▶ Records to use:
————————

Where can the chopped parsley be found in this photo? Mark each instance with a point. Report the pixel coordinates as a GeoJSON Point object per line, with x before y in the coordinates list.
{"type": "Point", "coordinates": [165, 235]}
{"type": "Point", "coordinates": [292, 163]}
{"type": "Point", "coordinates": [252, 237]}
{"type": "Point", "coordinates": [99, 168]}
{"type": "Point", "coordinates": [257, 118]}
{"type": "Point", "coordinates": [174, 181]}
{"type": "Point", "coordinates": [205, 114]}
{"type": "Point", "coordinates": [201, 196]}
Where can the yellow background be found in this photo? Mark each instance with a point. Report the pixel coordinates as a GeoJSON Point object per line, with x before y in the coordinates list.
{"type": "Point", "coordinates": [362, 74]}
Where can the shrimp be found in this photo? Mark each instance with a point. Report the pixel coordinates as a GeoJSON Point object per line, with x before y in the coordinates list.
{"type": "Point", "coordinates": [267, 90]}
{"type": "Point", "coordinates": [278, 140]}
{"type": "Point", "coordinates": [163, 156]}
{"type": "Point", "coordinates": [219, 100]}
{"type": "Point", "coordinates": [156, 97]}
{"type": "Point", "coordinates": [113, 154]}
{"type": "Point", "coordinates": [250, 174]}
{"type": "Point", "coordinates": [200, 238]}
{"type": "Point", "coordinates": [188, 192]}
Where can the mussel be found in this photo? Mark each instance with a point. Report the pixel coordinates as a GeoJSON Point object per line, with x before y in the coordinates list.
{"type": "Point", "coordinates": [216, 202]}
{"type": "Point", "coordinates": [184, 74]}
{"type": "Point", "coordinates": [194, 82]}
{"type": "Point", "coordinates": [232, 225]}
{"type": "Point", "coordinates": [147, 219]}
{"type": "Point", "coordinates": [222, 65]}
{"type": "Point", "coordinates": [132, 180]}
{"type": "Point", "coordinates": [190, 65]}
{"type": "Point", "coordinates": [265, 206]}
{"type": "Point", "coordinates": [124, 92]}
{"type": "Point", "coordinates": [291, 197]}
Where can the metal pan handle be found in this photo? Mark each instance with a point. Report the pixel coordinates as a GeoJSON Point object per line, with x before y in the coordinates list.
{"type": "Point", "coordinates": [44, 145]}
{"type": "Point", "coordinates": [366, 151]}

————————

▶ Instructions to follow: Render the records above as a two-column CSV with the header request,answer. Give one row for each request, with its text and its answer each in a single quoted field and line breaks replaced by spaces.

▶ Result for this exercise:
request,answer
"Where can the chopped parsley be found in this photo? Mark each instance with a point. Report the pixel coordinates as a GeoJSON Point object per line, with x before y in the coordinates list.","{""type"": ""Point"", ""coordinates"": [165, 235]} {""type"": ""Point"", ""coordinates"": [292, 163]} {""type"": ""Point"", ""coordinates"": [252, 237]} {""type"": ""Point"", ""coordinates"": [99, 168]} {""type"": ""Point"", ""coordinates"": [257, 118]} {""type"": ""Point"", ""coordinates"": [174, 181]} {""type"": ""Point"", ""coordinates"": [205, 114]} {""type"": ""Point"", ""coordinates"": [201, 196]}"
"Where can the yellow background be found in this photo? Mark each instance with a point. Report the pixel coordinates as a GeoJSON Point object per line, with x before y in the coordinates list.","{""type"": ""Point"", ""coordinates"": [362, 74]}"
"Where can the shrimp be found in this photo? Mark each instance with a point. Report the pixel coordinates as a GeoJSON Point object per line, with x before y in the coordinates list.","{""type"": ""Point"", ""coordinates"": [267, 90]} {""type"": ""Point"", ""coordinates"": [278, 140]} {""type"": ""Point"", ""coordinates"": [163, 156]} {""type"": ""Point"", ""coordinates"": [219, 100]} {""type"": ""Point"", ""coordinates"": [156, 97]} {""type"": ""Point"", ""coordinates"": [113, 154]} {""type"": ""Point"", ""coordinates"": [250, 174]} {""type"": ""Point"", ""coordinates"": [200, 238]} {""type"": ""Point"", ""coordinates"": [188, 192]}"
"Where can the mussel be found in this photo? Mark each instance with a point. Report the pixel coordinates as a GeoJSON Point object per line, with x before y in the coordinates list.","{""type"": ""Point"", ""coordinates"": [216, 202]} {""type"": ""Point"", ""coordinates"": [184, 74]} {""type"": ""Point"", ""coordinates"": [194, 82]} {""type"": ""Point"", ""coordinates"": [232, 225]} {""type"": ""Point"", ""coordinates"": [147, 219]} {""type"": ""Point"", ""coordinates"": [222, 65]} {""type"": ""Point"", ""coordinates"": [132, 180]} {""type"": ""Point"", ""coordinates"": [190, 65]} {""type"": ""Point"", ""coordinates"": [265, 206]} {""type"": ""Point"", ""coordinates"": [124, 92]} {""type"": ""Point"", ""coordinates"": [291, 197]}"
"Where can the metal pan handle be found in this photo? Mark each instance with a point. Report the pixel coordinates as a GeoJSON Point object per line, with x before y in the coordinates list.","{""type"": ""Point"", ""coordinates"": [44, 145]} {""type"": ""Point"", ""coordinates"": [366, 151]}"